- WHAT YOU NEED TO DO:
Output exactly the lines from the line with "the green embroidered" through the end of the records below. Include nothing else.

- GIVEN RECORDS:
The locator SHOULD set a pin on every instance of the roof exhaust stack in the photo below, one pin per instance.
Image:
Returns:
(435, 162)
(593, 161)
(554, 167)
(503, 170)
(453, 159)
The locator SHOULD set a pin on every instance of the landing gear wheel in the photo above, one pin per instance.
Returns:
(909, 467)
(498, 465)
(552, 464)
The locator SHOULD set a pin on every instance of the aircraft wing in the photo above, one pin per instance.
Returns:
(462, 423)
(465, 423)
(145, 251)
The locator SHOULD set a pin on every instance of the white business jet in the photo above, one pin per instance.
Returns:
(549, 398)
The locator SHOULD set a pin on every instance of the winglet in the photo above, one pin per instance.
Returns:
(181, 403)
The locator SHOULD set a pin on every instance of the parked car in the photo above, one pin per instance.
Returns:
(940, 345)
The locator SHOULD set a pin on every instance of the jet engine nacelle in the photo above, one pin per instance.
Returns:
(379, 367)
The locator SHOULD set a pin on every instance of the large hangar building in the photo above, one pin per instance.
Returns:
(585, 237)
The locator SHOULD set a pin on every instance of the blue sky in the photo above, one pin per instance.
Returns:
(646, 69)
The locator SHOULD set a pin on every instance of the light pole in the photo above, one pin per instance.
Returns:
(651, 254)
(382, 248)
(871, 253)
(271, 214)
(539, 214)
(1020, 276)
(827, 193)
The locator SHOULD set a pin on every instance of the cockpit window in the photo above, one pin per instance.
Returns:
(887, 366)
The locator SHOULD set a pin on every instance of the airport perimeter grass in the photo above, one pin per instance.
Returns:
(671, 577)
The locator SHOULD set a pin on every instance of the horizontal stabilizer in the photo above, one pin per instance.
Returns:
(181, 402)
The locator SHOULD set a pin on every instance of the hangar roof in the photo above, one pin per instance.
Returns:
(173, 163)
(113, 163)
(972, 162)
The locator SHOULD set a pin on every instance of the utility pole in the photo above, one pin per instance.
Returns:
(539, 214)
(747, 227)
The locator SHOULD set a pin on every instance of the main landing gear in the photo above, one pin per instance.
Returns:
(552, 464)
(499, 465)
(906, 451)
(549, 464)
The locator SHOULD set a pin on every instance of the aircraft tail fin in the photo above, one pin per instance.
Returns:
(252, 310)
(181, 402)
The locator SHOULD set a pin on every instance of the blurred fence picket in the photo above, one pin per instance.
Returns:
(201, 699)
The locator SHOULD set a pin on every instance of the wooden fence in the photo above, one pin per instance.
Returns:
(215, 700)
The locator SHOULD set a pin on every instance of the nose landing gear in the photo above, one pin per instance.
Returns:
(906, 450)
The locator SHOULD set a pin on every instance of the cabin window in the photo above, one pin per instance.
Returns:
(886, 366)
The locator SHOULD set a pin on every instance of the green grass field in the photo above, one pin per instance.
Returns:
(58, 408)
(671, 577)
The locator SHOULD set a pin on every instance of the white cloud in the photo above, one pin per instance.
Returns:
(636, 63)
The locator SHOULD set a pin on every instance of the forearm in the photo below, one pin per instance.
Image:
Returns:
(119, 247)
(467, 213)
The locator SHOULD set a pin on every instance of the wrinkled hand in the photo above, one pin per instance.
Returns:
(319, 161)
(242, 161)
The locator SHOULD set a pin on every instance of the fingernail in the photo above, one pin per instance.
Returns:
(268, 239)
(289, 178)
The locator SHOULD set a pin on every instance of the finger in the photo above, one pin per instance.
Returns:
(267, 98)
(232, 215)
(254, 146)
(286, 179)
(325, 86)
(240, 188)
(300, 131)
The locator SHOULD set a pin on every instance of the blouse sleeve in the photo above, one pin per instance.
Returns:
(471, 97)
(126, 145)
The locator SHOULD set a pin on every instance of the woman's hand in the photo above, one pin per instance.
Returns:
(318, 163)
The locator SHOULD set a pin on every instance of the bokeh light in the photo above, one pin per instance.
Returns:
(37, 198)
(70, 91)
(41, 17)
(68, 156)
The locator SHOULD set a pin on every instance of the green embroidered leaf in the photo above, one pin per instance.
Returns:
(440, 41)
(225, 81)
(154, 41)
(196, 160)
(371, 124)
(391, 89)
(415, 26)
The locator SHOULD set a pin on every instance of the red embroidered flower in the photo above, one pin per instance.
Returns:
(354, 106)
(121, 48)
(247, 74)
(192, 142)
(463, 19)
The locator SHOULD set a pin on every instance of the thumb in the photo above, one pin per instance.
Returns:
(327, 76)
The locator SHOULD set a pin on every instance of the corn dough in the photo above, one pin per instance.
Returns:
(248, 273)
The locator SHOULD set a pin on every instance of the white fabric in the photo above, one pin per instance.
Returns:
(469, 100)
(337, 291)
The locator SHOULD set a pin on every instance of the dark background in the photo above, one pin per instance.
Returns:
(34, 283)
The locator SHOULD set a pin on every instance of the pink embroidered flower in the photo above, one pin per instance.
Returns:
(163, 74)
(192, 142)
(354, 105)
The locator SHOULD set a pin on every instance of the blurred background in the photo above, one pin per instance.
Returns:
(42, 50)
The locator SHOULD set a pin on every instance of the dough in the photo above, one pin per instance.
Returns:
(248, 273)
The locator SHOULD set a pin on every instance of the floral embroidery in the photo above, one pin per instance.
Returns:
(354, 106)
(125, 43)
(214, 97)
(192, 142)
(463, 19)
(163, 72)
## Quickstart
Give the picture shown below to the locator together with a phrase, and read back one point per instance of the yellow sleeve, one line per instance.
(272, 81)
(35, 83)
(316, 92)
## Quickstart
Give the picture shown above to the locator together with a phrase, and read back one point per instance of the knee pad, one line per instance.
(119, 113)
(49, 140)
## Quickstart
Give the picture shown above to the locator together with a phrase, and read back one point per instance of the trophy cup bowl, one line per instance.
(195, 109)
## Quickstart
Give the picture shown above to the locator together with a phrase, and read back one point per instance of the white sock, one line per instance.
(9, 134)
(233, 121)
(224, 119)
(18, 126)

- RIGHT ANSWER:
The locator SHOULD set a pin on every instance of the green embroidered leaf in the photo above, one pin per instance.
Returns:
(440, 41)
(225, 81)
(154, 41)
(196, 160)
(371, 124)
(391, 89)
(415, 26)
The locator SHOULD set a pin on every instance of the red embroidered flower in the photo above, one pin per instance.
Returns:
(354, 106)
(121, 48)
(247, 74)
(192, 142)
(463, 19)
The locator SHOULD set a pin on every instance of the thumb in the photo above, one pin per instance.
Returns:
(327, 76)
The locator SHOULD set a pin on every instance of the corn dough in the photo above, one pin per instance.
Returns:
(248, 273)
The locator SHOULD set a pin on every instance of the white fabric in the photo above, one pin per instance.
Returns:
(469, 100)
(337, 291)
The locator SHOULD set a pin on every instance of the dark background in the photo above, one pin per instance.
Returns:
(34, 283)
The locator SHOULD set a pin on every instance of the pink embroidered flower in the photo above, one pin per instance.
Returns:
(163, 74)
(192, 142)
(354, 105)
The locator SHOULD set a pin on every instance of the blurred background in the photo above, one pin per instance.
Returns:
(42, 50)
The locator SHOULD set a pin on every instance of the dough in the photo above, one pin per instance.
Returns:
(248, 273)
The locator SHOULD set a pin on every instance of the floral embroidery in the photo above, one pin per instance.
Returns:
(354, 106)
(125, 43)
(214, 97)
(192, 142)
(463, 19)
(163, 72)
## Quickstart
Give the picture shown below to the locator together with a phrase, and read back one point per instance of the yellow sleeve, one line per instance.
(272, 81)
(35, 83)
(316, 92)
## Quickstart
Give the picture shown above to the locator together with a phrase, and read back one point per instance of the knee pad, one line per instance.
(119, 113)
(49, 140)
## Quickstart
Give the picture shown above to the locator together with a phrase, and read back one point per instance of the trophy cup bowl, one line per instance.
(195, 109)
## Quickstart
Give the picture shown above to the locator together with a phrase, and read back one point per instance of the white sock, one line per instance.
(9, 134)
(233, 121)
(224, 119)
(18, 126)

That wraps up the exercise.